[start Given records]

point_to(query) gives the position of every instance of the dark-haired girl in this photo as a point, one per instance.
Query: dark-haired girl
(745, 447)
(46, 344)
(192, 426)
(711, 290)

[end Given records]

◆ **What to do**:
Please output all of the data above as a two-column CSV with the headers "prompt" and "response", one row per text with its answer beside it. Wrap every field in double quotes and turn line breaks into spaces.

◆ **Written reply**:
prompt,response
"point_to(query) gives the position of every instance of the dark-haired girl in this photo as a point, one per instance. Query: dark-haired girl","(745, 447) (46, 344) (192, 426) (711, 290)"